Rewrite the records below, switching every "on the shelf" to "in the photo" and changing nothing else, and leave out the pictures.

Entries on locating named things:
/---
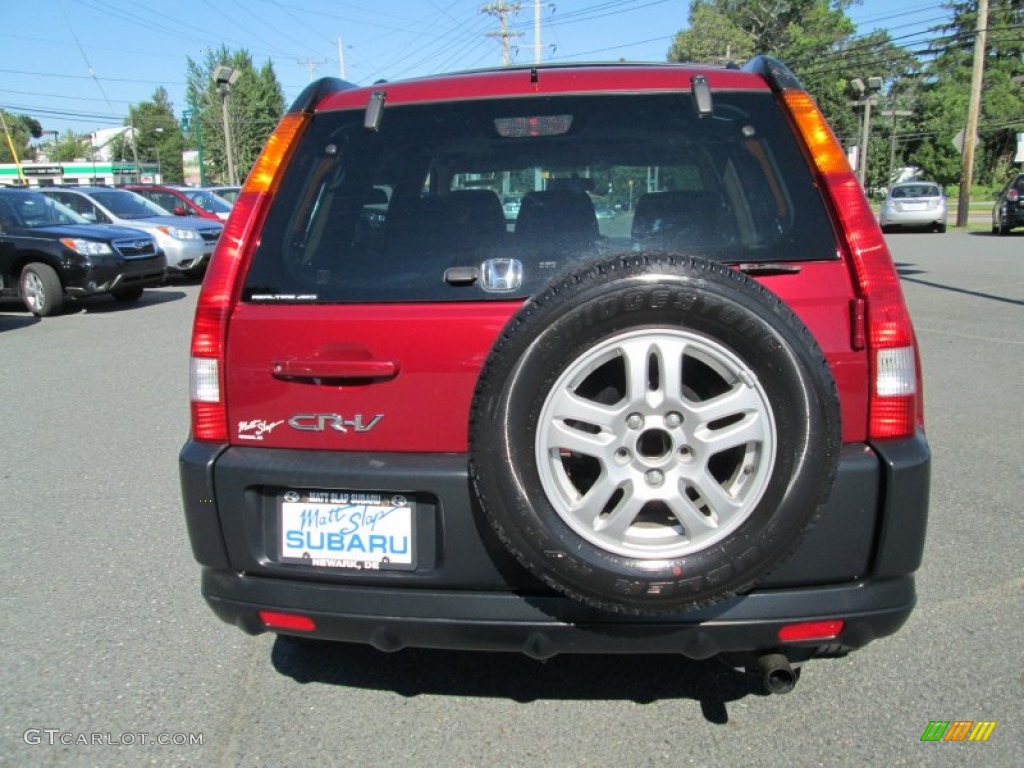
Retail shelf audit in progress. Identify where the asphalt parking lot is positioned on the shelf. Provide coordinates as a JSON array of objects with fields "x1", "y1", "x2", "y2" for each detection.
[{"x1": 0, "y1": 231, "x2": 1024, "y2": 767}]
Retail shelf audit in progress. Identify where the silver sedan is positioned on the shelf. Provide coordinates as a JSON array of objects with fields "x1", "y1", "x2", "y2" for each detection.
[{"x1": 879, "y1": 181, "x2": 946, "y2": 232}]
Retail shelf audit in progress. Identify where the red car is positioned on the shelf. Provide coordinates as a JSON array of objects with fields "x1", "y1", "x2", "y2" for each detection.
[
  {"x1": 180, "y1": 57, "x2": 930, "y2": 692},
  {"x1": 124, "y1": 184, "x2": 231, "y2": 220}
]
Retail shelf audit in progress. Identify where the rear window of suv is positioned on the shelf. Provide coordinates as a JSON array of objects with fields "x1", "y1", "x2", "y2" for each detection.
[{"x1": 244, "y1": 92, "x2": 837, "y2": 302}]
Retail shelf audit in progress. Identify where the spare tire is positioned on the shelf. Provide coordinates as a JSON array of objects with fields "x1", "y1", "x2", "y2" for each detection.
[{"x1": 470, "y1": 254, "x2": 841, "y2": 614}]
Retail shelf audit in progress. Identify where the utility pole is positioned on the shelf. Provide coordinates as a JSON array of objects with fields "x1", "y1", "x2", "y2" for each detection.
[
  {"x1": 882, "y1": 110, "x2": 913, "y2": 185},
  {"x1": 480, "y1": 0, "x2": 522, "y2": 67},
  {"x1": 534, "y1": 0, "x2": 541, "y2": 63},
  {"x1": 846, "y1": 77, "x2": 882, "y2": 188},
  {"x1": 956, "y1": 0, "x2": 988, "y2": 226}
]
\---
Written reply —
Retail shelf audit in progress. Identify where the asphalt parking lot is positioned in the photo. Provide coordinates as a JSON array of objects with fields "x1", "y1", "x2", "y2" for each detection.
[{"x1": 0, "y1": 231, "x2": 1024, "y2": 767}]
Retail shelf audit in progress. Identify where the silver sedan is positioned in the photo. Provide coordinates as a JSON array of objects with fields "x1", "y1", "x2", "y2" for each detection.
[{"x1": 879, "y1": 181, "x2": 946, "y2": 232}]
Retail shelf audit in progress. Identify where the red car is positioned in the photo. Provide coordinates as a JSON array of objects with fields "x1", "y1", "x2", "y2" for each detection.
[
  {"x1": 180, "y1": 57, "x2": 930, "y2": 692},
  {"x1": 124, "y1": 184, "x2": 231, "y2": 220}
]
Retail shelf audit in progress. Identify where the rear window of suv is positioned in the photo. Provide coordinates as a JSON array of objects with fields "x1", "y1", "x2", "y2" for each detection.
[{"x1": 244, "y1": 92, "x2": 837, "y2": 302}]
Retail shelf audit in progress. Identify where the spare tire is positioned in the photo. Provide coordinates as a JSON array of objects with fields "x1", "y1", "x2", "y2" for each detection.
[{"x1": 470, "y1": 254, "x2": 841, "y2": 614}]
Retail shelf audit in progress. Identify where the utility pole is positioned in the photo. Provide coordinates as a JSON array of objects with fields "x1", "y1", "x2", "y2" for each detection.
[
  {"x1": 882, "y1": 110, "x2": 913, "y2": 185},
  {"x1": 480, "y1": 0, "x2": 522, "y2": 67},
  {"x1": 534, "y1": 0, "x2": 541, "y2": 63},
  {"x1": 846, "y1": 77, "x2": 882, "y2": 188},
  {"x1": 956, "y1": 0, "x2": 988, "y2": 226}
]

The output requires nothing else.